(Your instructions):
Please return all lines from the records below that include the string "white".

START Material for this task

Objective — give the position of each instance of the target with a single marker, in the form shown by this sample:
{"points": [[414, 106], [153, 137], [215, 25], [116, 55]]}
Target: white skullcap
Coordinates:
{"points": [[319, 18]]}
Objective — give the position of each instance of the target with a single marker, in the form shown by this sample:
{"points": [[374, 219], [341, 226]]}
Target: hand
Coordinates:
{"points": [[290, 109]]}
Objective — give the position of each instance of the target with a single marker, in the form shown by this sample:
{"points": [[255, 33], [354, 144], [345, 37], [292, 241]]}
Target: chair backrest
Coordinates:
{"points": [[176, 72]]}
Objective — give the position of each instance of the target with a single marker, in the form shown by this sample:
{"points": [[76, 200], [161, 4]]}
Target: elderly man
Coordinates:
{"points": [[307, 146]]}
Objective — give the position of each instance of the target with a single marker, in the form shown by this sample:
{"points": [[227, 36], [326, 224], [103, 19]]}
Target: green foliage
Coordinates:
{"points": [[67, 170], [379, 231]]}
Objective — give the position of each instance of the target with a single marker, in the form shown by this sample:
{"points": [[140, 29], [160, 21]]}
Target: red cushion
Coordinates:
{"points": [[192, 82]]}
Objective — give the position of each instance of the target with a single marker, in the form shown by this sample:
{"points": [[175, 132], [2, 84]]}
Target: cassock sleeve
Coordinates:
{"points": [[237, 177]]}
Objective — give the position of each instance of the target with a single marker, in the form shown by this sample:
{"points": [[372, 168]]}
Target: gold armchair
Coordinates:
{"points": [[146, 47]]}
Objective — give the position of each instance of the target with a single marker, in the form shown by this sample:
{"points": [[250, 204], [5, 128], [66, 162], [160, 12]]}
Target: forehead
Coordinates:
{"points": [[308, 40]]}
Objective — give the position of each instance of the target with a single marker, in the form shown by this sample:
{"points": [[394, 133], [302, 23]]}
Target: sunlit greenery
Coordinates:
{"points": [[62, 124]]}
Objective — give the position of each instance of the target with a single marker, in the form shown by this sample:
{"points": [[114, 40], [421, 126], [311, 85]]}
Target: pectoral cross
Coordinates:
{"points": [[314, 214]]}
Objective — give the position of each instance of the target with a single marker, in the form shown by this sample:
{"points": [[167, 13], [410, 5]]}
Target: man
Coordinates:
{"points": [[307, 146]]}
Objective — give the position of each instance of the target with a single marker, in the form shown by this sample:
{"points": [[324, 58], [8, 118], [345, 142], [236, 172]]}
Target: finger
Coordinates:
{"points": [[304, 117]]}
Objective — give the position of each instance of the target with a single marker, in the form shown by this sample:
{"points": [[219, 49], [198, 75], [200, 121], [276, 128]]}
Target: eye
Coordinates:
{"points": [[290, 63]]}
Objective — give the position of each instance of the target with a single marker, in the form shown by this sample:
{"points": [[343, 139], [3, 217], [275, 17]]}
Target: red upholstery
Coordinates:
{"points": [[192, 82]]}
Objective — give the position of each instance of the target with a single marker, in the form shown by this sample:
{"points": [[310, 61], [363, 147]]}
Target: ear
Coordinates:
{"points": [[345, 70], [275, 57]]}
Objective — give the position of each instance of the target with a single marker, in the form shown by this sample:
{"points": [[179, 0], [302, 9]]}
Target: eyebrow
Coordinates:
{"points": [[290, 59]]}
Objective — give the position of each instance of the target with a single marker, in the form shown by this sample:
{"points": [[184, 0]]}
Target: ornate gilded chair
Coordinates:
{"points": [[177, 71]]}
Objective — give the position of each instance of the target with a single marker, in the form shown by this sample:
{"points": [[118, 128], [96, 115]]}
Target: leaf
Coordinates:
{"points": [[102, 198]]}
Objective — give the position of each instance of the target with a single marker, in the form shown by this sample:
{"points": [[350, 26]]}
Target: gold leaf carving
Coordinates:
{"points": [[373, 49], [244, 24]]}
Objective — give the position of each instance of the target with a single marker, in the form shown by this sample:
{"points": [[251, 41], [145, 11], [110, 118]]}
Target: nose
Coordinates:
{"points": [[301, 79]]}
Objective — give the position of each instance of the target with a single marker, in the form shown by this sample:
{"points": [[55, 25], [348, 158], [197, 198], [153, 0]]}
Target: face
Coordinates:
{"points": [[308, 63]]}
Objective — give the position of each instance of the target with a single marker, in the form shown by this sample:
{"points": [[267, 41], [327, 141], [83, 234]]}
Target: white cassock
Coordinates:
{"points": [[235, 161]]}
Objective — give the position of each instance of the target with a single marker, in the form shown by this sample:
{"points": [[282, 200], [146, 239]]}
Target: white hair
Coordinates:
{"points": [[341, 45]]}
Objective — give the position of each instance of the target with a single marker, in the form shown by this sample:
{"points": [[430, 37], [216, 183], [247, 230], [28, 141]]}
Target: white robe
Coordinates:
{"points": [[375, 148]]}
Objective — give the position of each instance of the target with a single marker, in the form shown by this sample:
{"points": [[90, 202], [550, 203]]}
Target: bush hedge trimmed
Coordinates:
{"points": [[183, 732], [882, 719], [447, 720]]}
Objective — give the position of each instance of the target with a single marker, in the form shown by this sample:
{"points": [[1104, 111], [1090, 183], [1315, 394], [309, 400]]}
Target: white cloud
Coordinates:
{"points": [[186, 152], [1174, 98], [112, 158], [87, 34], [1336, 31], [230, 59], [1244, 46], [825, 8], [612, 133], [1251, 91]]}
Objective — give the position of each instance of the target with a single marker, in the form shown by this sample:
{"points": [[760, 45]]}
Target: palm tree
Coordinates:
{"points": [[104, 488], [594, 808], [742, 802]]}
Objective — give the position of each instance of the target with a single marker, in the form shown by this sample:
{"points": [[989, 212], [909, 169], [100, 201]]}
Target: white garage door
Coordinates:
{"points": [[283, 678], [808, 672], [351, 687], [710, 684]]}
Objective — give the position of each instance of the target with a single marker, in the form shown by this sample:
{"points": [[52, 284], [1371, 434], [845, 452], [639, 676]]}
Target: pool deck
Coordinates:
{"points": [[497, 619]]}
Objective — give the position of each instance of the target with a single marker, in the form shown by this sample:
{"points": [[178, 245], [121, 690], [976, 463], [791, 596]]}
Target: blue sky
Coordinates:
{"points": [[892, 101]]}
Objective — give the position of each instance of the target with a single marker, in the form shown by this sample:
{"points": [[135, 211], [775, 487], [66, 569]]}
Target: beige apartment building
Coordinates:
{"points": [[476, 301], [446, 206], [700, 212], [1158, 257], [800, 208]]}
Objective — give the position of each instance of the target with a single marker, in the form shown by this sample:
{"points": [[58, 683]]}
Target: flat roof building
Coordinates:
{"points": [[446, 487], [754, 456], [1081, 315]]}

END Material for this task
START Material for this task

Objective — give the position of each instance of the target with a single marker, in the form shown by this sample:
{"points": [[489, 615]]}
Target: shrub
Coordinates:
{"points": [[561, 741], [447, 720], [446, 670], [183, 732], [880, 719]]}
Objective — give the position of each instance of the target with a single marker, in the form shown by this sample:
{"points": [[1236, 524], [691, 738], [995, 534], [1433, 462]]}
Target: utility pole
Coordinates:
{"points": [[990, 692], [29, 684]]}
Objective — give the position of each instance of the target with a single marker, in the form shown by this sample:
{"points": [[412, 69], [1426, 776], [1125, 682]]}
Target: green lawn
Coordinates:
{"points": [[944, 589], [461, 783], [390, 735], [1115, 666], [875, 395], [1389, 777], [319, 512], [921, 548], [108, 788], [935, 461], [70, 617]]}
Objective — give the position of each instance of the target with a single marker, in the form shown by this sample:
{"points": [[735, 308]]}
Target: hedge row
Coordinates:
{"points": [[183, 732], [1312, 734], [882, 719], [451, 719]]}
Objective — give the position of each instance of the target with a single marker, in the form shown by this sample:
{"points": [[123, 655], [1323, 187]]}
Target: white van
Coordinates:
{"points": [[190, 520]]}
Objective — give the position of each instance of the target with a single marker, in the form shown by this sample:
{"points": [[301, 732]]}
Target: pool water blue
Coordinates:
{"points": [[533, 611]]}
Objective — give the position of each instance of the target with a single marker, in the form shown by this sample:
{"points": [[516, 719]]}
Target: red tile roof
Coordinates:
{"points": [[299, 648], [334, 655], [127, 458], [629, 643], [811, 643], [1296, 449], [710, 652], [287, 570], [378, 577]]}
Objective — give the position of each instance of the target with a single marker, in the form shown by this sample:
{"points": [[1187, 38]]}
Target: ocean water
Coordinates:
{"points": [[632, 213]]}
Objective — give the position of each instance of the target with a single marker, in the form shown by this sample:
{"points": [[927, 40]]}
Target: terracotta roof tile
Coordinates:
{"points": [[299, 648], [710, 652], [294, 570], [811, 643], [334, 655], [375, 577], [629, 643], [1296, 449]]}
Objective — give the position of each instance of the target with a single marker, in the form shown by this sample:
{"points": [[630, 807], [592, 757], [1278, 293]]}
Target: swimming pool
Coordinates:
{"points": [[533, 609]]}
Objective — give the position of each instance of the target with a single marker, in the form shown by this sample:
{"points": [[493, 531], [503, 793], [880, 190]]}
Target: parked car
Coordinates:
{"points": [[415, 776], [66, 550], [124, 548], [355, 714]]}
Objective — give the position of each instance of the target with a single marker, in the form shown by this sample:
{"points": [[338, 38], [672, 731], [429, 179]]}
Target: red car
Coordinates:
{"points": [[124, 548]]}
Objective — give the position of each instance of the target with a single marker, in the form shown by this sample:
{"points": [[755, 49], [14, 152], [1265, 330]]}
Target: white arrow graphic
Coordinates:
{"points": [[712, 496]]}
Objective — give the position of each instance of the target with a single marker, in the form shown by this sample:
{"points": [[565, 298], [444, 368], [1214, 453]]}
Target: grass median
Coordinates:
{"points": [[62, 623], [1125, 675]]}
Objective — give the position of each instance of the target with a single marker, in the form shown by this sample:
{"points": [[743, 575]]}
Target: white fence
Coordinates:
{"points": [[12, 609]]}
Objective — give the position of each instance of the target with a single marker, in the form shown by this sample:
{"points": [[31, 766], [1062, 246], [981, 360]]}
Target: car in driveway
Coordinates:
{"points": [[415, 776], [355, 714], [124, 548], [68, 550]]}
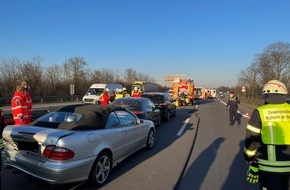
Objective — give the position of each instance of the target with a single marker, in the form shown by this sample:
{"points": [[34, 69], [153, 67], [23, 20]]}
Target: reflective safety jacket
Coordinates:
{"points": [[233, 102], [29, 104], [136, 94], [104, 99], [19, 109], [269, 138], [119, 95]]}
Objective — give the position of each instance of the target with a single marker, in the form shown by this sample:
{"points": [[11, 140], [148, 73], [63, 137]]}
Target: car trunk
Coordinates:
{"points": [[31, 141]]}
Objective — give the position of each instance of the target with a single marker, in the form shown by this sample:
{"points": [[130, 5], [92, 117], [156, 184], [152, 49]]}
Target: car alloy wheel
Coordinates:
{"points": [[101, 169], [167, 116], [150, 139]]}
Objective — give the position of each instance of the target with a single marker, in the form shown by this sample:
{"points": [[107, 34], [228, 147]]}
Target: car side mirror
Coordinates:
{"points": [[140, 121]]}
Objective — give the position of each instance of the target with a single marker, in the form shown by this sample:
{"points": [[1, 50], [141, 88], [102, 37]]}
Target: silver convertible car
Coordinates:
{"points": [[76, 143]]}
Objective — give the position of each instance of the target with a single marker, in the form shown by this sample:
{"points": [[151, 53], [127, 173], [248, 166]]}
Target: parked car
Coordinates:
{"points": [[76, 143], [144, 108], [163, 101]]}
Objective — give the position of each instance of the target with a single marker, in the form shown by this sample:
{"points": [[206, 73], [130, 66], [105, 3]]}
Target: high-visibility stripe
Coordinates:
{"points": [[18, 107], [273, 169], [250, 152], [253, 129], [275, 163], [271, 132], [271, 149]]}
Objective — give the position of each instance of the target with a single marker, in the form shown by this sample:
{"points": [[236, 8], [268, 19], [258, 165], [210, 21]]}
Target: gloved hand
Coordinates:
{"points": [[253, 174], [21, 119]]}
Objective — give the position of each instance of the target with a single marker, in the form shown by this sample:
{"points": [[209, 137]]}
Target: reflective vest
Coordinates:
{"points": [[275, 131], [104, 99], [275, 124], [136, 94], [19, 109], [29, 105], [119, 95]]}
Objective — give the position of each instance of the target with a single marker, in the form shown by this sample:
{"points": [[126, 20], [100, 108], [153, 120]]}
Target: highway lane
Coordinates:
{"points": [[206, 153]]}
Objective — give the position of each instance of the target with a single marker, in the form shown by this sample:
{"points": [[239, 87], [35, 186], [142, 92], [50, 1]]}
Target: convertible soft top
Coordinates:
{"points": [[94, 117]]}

END Material for this task
START Material for this task

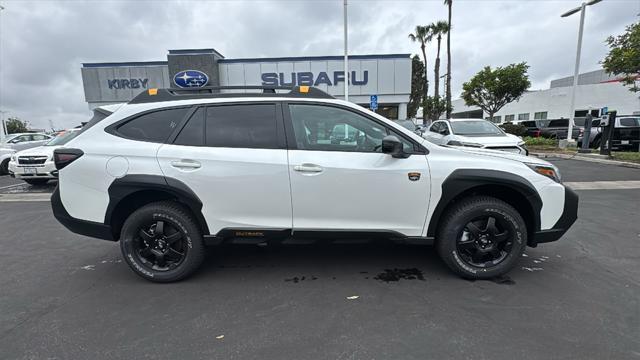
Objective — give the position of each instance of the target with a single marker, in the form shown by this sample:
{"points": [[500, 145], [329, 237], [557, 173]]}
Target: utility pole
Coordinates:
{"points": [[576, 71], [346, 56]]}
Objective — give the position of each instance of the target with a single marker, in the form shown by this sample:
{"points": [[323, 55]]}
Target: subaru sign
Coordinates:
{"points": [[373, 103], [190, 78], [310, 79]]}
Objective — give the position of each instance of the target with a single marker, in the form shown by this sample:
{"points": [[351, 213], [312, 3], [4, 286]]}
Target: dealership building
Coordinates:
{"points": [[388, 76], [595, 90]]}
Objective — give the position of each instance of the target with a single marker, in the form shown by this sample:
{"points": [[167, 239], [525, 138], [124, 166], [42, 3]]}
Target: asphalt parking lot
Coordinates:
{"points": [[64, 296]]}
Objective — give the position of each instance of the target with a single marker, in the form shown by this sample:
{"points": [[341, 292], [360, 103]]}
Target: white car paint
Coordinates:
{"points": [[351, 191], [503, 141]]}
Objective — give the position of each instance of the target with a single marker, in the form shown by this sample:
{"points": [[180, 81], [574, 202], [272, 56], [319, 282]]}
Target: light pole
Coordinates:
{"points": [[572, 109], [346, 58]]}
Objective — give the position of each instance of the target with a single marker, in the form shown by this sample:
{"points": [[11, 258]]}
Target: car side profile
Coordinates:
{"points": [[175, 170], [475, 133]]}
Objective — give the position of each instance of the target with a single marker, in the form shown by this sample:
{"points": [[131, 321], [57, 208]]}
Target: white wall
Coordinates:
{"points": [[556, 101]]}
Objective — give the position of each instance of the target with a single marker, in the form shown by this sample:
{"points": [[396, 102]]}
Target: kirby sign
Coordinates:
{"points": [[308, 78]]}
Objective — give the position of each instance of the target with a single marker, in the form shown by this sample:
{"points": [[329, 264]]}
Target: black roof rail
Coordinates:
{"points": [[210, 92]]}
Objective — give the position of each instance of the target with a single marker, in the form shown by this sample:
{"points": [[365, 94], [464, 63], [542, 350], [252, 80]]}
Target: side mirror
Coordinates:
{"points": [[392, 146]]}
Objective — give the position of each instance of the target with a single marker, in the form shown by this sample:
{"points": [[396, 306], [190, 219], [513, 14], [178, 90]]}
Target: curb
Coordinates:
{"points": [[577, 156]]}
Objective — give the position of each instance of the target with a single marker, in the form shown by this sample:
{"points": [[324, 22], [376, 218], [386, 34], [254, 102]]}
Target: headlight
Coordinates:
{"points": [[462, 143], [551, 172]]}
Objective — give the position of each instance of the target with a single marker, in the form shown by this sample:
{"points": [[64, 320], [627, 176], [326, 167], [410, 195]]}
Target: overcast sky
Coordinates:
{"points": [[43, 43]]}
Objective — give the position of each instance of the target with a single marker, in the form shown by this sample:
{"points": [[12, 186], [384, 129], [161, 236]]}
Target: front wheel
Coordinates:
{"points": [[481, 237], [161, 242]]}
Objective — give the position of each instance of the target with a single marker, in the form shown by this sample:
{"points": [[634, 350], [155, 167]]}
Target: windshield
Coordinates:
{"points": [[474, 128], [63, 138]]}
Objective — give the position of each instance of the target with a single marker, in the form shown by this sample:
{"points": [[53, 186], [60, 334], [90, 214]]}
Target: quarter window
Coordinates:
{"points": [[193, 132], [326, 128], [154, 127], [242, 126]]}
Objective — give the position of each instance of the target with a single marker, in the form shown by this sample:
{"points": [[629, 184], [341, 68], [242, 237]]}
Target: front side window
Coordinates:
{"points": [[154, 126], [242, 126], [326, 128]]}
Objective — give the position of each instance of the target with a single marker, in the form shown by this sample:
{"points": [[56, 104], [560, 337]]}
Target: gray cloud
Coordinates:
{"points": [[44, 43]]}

END Material for this task

(Response to this exercise):
Target: white skullcap
Target: white cassock
Target: white hair
Target: white robe
Target: white cloud
Target: white garage door
Target: white van
Target: white arrow graphic
Target: white fence
Target: white car paint
Target: white wall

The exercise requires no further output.